Отрывок >>

Пазл Горенштейна. Памятник неизвестному — страница 25 из 41

Повесть эта, кстати, насколько я знаю, не вызвала особого интереса. Я имею в виду не читателей, а нынешних критиков-активистов, сочинителей литературоведческих комиксов. Не вызвала интереса газет (и слава Богу! Значит этой повести повезло больше, чем «Последнему лету на Волге»), газет, развороты которых заполнены статьями типа: «25 лет выхода в свет романа Битова "Пушкинский дом"».

У меня нет по этому поводу никаких личностных претензий. Речь идет лишь о моей чужеродности тому, что именуется «наши писатели и наша литература». Наша литература со всеми ее юбилеями, торжествами, распределениями премий, взаимными посвящениями, лавровыми венками и святыми именами.

Мне сказали, что в городе Глупове на Днепре даже есть улица имени Высоцкого. Улицы имени Мандельштама нет. «Это какая улица? Улица Мандельштама? Что за фамилия чертова! Как ее не вывертывай – Криво звучит, а не прямо». Моя фамилия тоже звучала криво в стране майора Пронина и переводчицы «Интуриста» Прониной. Произносили то Боринштейн, то Коринштейн. На слух путали, а в письменном изложении косились. Паспорт брали «как ежа».

Один «пуганый псевдоним» то ли удивлялся, то ли возмущался: «С такой фамилией в русскую литературу!» Мне передали слова жены другого известного «псевдонима»: «Я готова снять перед ним (мною) шляпу». У нее была очень хорошенькая французская шляпка с вуалью, купленная на деньги богатого «псевдонима». Но не хлебом единым…

В те замечательные для многих годы, о которых ныне мечтают, мне приходилось жить как раз хлебом единым, без какого бы то ни было холестерина. Я получал на свободе концлагерный паек в пересчете на калории. Я весил 53 килограмма. Вес явно диетический. Замечательный вес, если бы только не землистый цвет лица. Но главное было душу сохранить и скелет.

В народе говорят: «были б кости – мясо будет». Еще говорят: «в чем душа держится». Душа держалась в старом портфеле, потому что стола тогда не было, но потом я стол все-таки приобрел и переложил душу в ящик. А все из-за того, что происхожу я не из хорошей семьи. Из семьи ранних мертвецов, оставивших мне в наследство только имя и фамилию. Но иным Прониным и этого казалось слишком много.

Исходный материал >>
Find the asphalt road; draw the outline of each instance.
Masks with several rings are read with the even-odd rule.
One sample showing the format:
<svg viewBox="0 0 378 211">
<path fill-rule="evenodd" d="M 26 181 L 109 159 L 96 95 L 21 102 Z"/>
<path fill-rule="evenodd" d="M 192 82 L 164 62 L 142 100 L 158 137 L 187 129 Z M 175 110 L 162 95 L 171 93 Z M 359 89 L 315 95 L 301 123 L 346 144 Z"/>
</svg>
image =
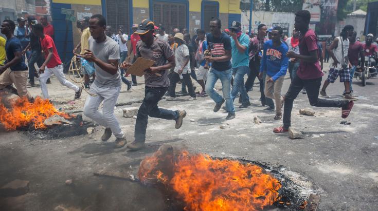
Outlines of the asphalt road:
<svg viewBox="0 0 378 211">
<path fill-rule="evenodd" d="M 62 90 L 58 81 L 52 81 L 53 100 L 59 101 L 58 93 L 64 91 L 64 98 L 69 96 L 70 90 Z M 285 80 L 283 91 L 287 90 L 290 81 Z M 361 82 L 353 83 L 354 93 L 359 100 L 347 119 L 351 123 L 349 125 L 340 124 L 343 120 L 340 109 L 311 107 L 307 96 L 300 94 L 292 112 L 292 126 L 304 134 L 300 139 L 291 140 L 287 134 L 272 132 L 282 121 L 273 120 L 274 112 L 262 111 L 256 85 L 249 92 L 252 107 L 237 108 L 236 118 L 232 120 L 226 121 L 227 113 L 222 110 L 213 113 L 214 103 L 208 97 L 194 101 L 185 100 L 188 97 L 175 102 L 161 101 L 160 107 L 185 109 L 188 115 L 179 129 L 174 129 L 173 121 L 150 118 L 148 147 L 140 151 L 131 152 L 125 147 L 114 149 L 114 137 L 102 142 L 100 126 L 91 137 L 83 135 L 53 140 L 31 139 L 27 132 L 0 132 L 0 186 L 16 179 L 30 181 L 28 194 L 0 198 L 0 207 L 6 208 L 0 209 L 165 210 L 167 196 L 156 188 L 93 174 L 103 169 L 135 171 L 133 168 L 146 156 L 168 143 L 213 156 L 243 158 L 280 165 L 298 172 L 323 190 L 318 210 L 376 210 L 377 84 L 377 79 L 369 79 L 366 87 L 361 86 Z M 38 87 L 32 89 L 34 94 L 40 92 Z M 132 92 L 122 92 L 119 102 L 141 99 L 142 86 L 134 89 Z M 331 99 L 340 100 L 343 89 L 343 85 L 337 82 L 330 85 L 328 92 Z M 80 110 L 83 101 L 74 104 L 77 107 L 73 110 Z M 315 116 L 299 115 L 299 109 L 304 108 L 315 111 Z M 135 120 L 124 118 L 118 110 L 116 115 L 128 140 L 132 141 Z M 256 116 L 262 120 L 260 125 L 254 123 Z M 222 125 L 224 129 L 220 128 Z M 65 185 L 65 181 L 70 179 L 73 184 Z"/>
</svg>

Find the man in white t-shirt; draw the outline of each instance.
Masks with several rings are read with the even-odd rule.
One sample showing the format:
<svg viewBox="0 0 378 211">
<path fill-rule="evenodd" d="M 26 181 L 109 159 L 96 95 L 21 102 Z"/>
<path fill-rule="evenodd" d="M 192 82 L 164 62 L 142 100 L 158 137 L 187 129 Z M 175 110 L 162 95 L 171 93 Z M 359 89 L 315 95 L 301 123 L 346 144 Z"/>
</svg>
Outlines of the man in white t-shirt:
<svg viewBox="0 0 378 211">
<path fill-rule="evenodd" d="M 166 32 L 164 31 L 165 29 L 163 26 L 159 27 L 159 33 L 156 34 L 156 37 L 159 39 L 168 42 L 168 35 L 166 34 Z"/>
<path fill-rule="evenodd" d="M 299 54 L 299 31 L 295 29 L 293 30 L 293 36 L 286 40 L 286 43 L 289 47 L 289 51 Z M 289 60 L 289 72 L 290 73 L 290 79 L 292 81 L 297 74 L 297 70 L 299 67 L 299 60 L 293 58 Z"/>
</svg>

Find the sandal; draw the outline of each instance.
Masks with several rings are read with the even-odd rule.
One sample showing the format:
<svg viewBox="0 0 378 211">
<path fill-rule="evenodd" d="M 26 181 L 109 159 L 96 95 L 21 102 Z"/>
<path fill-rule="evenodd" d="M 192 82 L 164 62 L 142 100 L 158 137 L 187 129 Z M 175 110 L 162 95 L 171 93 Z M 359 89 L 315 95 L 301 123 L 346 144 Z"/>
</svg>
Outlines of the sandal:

Задания к тексту >>
- a) Перескажите отрывок о рассказчике и «нашей литературе» в двух предложениях.
- b) Продолжите отрывок о рассказчике и «нашей литературе» начиная после последней фразы.

Ответы к заданиям >>
- a) Рассказчик отмечает, что его повесть не заинтересовала ни нынешних критиков, ни газеты, и говорит о своей чужеродности «нашей литературе» с её юбилеями, премиями и лавровыми венками. Его фамилия в стране звучала «криво», её путали и на неё косились, а в те годы он жил на пайке, весил 53 килограмма и старался сохранить душу, которая держалась сначала в старом портфеле, а потом в ящике стола.

- b)
Гораздо позже, в Германии, в диковатом немецком городке (не всё же в Германии Лейпциги, Берлины да Франкфурты-на-Майне) одна галерейщица, считавшаяся местным специалистом по России, вне сомнения, законсервировавшаяся со времени ГДР, спросила меня: «Имя Фридрих откуда у вас? В России раньше тоже такое было?» «Нет, – ответил я, – в России у меня было имя Исак. Фамилия – Бабель. "Фридриха" я купил тут, за десять тысяч марок». По-моему, названная сумма вызвала у нее недоверие. Может, сама приценивалась? С исчезновением гэдээровского дома Пронины сами стали бродячими или полубродячими, сами боятся отлова. Но я теперь человек домашний – лавровый лист предпочитаю в борще. Премирую сам себя в домашних условиях, в домашних туфлях и в спортивной майке своими собственными сочинениями, если удастся их написать.

Так, в 1988 году получил я премию: повесть-притчу «О богатом юноше». Мне, автору, она многое рассказала и многое помогла понять в процессе написания. Я многое понимаю именно в процессе, а не в первоначальном замысле. Разобрался в давно тревожащем меня вопросе преступления, покаяния и наказания. Подробно о том говорить не буду. Желающих отсылаю к повести. Но приведу выдержку: «Верующий иудей, совершая зло, знает, что он идет против Бога. Верующий христианин, совершая зло, сохраняет гармонию души, сохраняет через церковное покаяние свои отношения с Богом, ибо непротивление злу давно подменено покаянием о содеянном зле. И так жили и живут многие, наподобие христианской семьи Федора. Повсюду, куда ни глянешь, видел Федор своих отцов и матерей. Святыми они быть не могли, а честными быть не хотели».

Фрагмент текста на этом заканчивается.